* Start The input *

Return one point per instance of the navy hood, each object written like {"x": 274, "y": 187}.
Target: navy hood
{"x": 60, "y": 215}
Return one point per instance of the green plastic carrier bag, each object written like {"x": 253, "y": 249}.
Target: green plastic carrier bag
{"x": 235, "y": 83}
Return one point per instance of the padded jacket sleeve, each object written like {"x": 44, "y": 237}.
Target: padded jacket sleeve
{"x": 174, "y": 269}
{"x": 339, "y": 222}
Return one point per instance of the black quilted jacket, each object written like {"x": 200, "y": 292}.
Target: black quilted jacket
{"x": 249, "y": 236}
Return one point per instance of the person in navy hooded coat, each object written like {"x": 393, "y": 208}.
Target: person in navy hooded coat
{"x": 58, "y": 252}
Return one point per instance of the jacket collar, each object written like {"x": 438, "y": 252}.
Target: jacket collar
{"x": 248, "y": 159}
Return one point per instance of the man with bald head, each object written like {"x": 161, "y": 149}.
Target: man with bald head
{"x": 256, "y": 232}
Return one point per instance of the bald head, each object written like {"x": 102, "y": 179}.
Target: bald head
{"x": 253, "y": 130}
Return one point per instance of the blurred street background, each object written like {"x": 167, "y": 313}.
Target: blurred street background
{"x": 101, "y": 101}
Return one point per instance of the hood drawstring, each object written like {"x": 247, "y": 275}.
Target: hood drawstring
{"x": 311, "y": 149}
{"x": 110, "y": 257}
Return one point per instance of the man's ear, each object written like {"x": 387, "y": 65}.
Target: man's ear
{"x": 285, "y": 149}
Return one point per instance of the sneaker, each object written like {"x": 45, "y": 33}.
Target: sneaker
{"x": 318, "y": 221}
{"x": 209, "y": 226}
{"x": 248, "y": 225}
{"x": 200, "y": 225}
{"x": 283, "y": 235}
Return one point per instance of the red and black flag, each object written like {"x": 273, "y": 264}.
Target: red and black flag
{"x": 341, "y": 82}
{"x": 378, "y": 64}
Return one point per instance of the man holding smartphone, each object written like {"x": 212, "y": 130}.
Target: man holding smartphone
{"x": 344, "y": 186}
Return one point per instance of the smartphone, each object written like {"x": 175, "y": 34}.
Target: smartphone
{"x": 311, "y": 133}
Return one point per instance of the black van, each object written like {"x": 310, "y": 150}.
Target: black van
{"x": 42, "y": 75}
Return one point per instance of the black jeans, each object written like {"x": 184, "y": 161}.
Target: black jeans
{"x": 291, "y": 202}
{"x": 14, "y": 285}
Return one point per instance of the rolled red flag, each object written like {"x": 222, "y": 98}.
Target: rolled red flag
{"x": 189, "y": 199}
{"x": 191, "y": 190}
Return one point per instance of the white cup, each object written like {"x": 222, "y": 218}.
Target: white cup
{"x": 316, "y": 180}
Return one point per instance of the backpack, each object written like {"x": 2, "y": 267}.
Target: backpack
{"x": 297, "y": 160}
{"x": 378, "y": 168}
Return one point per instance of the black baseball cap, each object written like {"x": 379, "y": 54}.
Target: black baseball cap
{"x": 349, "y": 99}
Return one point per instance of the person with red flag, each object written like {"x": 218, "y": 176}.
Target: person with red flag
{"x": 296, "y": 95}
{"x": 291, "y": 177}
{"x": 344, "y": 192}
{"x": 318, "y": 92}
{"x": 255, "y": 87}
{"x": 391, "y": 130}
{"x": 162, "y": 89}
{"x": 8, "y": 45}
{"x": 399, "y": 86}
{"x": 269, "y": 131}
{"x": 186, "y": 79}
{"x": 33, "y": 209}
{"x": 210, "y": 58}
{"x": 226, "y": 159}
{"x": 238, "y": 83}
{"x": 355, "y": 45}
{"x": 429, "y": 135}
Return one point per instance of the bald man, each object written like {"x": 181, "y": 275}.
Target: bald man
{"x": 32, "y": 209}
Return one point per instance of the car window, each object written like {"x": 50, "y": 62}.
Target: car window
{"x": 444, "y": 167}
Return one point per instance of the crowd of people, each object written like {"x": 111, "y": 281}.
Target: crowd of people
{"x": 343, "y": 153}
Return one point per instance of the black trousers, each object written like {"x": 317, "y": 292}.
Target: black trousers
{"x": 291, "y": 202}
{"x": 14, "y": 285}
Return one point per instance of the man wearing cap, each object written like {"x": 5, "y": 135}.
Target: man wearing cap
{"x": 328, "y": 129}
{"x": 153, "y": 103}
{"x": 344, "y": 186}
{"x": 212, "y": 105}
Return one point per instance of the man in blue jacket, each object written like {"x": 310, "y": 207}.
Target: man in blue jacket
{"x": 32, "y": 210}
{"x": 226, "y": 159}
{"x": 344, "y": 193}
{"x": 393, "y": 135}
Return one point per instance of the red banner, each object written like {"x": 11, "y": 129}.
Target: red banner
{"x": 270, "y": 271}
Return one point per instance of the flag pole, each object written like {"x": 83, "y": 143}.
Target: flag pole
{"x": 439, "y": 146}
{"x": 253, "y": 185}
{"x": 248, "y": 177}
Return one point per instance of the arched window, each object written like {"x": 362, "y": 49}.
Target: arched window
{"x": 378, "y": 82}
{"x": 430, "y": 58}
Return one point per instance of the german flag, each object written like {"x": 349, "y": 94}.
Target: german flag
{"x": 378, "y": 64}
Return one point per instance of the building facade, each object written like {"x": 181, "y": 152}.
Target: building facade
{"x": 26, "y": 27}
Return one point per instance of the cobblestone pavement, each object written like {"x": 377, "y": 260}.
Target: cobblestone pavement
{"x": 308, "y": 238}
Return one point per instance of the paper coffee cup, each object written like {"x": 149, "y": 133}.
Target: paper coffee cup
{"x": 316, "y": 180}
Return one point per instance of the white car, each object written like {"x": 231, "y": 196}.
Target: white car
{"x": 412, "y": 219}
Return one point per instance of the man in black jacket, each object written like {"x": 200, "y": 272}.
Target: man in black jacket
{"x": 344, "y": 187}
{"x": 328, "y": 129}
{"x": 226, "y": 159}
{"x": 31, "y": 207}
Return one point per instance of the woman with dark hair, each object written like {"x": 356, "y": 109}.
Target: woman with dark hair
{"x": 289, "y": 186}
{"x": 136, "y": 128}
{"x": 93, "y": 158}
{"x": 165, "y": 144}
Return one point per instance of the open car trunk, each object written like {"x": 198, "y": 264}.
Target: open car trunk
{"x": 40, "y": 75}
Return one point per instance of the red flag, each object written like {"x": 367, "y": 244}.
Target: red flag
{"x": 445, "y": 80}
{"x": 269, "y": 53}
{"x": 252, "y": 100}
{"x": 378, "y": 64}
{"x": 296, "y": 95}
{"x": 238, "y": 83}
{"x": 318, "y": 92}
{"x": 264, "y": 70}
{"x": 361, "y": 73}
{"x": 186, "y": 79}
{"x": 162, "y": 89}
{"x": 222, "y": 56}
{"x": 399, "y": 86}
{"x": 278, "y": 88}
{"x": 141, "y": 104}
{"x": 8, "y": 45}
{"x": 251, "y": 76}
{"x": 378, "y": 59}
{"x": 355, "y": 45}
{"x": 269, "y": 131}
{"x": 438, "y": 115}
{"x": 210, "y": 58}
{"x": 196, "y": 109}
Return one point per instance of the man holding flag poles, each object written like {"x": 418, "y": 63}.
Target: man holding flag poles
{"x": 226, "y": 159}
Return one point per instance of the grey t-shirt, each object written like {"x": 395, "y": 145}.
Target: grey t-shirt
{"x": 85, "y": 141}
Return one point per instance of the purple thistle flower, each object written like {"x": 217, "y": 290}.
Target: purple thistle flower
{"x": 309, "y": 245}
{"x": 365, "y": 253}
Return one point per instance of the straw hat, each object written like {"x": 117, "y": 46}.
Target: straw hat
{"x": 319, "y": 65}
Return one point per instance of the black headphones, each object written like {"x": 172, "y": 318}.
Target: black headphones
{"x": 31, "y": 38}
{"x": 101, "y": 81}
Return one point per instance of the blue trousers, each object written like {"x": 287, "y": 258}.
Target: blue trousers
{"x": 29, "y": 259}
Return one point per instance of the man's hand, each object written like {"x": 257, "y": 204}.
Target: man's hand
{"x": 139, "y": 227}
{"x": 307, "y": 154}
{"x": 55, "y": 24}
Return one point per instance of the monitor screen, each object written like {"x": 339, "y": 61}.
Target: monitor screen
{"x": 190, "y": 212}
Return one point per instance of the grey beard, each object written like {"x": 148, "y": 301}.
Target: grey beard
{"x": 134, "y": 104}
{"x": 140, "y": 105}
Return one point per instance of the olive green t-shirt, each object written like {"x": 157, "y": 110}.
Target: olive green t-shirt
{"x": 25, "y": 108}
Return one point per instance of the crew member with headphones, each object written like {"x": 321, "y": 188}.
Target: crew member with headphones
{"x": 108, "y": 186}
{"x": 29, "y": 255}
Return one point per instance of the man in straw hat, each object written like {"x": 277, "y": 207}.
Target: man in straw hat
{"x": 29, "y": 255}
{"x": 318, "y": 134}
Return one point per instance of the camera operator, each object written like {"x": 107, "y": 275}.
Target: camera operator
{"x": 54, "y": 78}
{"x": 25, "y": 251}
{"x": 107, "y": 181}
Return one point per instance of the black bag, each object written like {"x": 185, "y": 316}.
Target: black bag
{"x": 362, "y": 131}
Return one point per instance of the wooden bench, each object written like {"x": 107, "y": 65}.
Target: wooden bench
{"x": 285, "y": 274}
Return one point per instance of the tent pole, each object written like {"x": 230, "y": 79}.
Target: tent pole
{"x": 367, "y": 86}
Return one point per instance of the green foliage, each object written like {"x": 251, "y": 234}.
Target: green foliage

* End The input *

§ **Written task**:
Only the lines from the one containing "Return one point per instance of the man's hand, each" through the end of the material should be reproduced, exactly, with both ends included.

§ **Correct output**:
Return one point per instance of the man's hand, each object written like {"x": 257, "y": 204}.
Target: man's hand
{"x": 139, "y": 227}
{"x": 307, "y": 154}
{"x": 55, "y": 24}
Return one point per instance of the monitor screen, each object written like {"x": 339, "y": 61}.
Target: monitor screen
{"x": 190, "y": 212}
Return one point per instance of the grey beard, each object written like {"x": 148, "y": 301}.
Target: grey beard
{"x": 134, "y": 104}
{"x": 140, "y": 105}
Return one point per instance of the olive green t-shirt, each object written like {"x": 157, "y": 110}.
Target: olive green t-shirt
{"x": 25, "y": 108}
Return one point per instance of the crew member with headphones, each object written like {"x": 321, "y": 188}.
Target: crew member with headphones
{"x": 108, "y": 186}
{"x": 29, "y": 255}
Return one point per instance of the man in straw hat, each object written like {"x": 277, "y": 207}.
Target: man in straw hat
{"x": 29, "y": 255}
{"x": 318, "y": 134}
Return one point per instance of the camera operator, each object written like {"x": 107, "y": 275}.
Target: camera operator
{"x": 54, "y": 78}
{"x": 25, "y": 251}
{"x": 107, "y": 181}
Return one point per instance of the black bag, each object written like {"x": 185, "y": 316}.
Target: black bag
{"x": 362, "y": 131}
Return one point per instance of the wooden bench, each object written like {"x": 107, "y": 65}.
Target: wooden bench
{"x": 285, "y": 274}
Return one point per instance of the tent pole, each object written like {"x": 230, "y": 79}.
Target: tent pole
{"x": 367, "y": 86}
Return one point per instance of the green foliage, each object written like {"x": 251, "y": 234}.
Target: green foliage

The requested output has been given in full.